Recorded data
.....
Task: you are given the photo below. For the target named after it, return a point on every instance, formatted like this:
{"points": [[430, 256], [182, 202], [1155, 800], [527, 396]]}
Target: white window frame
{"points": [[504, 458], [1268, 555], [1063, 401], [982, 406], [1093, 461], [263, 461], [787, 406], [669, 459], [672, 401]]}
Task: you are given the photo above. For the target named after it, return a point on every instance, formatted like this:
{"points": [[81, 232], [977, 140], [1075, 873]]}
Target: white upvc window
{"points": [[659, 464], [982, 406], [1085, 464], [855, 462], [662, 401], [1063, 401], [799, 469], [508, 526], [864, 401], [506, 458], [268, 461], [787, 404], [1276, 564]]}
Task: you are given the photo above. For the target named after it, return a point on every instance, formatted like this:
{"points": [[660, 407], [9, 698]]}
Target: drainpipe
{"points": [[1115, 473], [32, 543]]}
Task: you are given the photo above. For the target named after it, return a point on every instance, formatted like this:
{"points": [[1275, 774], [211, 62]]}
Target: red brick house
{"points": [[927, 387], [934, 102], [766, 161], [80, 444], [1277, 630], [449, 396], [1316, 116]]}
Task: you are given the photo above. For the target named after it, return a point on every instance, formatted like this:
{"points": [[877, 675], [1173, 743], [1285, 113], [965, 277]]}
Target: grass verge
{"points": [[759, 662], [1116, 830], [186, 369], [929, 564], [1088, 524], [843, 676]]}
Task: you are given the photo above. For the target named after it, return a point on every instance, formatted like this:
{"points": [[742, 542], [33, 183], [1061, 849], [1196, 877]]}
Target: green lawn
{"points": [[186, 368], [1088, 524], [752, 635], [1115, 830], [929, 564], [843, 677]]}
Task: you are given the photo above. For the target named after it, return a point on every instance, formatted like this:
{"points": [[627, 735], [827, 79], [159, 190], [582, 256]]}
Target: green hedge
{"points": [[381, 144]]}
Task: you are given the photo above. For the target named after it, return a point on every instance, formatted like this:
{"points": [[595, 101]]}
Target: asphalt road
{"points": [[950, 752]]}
.....
Restate the data in full so that no line differs from the original.

__Answer area__.
Task: you are given the photo below. For the target named after it, return a point on every instance, formatted like this:
{"points": [[430, 256], [182, 202], [1155, 800], [527, 396]]}
Target: white window frame
{"points": [[504, 458], [1268, 555], [1063, 401], [982, 406], [1093, 461], [263, 461], [787, 406], [669, 459], [672, 401]]}
Task: you are given the photo above. For the target named after it, return a point on every instance, formatted like this:
{"points": [[81, 232], [977, 140], [1075, 873]]}
Target: white upvc window
{"points": [[659, 464], [982, 406], [1085, 464], [855, 462], [662, 401], [1063, 401], [799, 469], [508, 526], [864, 401], [506, 458], [268, 461], [787, 404], [1276, 564]]}
Task: you are given the photo above. For the target named after it, return a point on every instance, formatted like this:
{"points": [[660, 407], [9, 698]]}
Target: drainpipe
{"points": [[1115, 473], [32, 543]]}
Task: you are given the photo above. For the target named after it, return a point on every instance, formatted like this:
{"points": [[1275, 774], [211, 62]]}
Target: red brick house
{"points": [[927, 387], [934, 102], [766, 161], [80, 444], [1277, 630], [449, 396], [1316, 116]]}
Task: you are given the photo above. For the target named after it, return a point on every instance, formatted like this:
{"points": [[877, 675], [1173, 743], [1285, 113], [965, 277]]}
Target: grass verge
{"points": [[759, 662], [1116, 830], [186, 369], [929, 564], [1088, 524], [843, 676]]}
Task: you are given the photo above. For the target named after it, return a point on every instance, formatted like this:
{"points": [[742, 542], [33, 183], [1061, 849], [1196, 877]]}
Target: green lawn
{"points": [[186, 368], [1088, 524], [752, 635], [1115, 830], [929, 564], [843, 677]]}
Task: you are given the photo above. For the target named after it, return a point on every instance, formatted like this:
{"points": [[627, 735], [827, 79], [159, 190], [582, 256]]}
Target: green hedge
{"points": [[381, 144]]}
Task: you are given the photo above. For the target named after it, return a point on every instance, formatted like this:
{"points": [[595, 101]]}
Target: asphalt road
{"points": [[950, 752]]}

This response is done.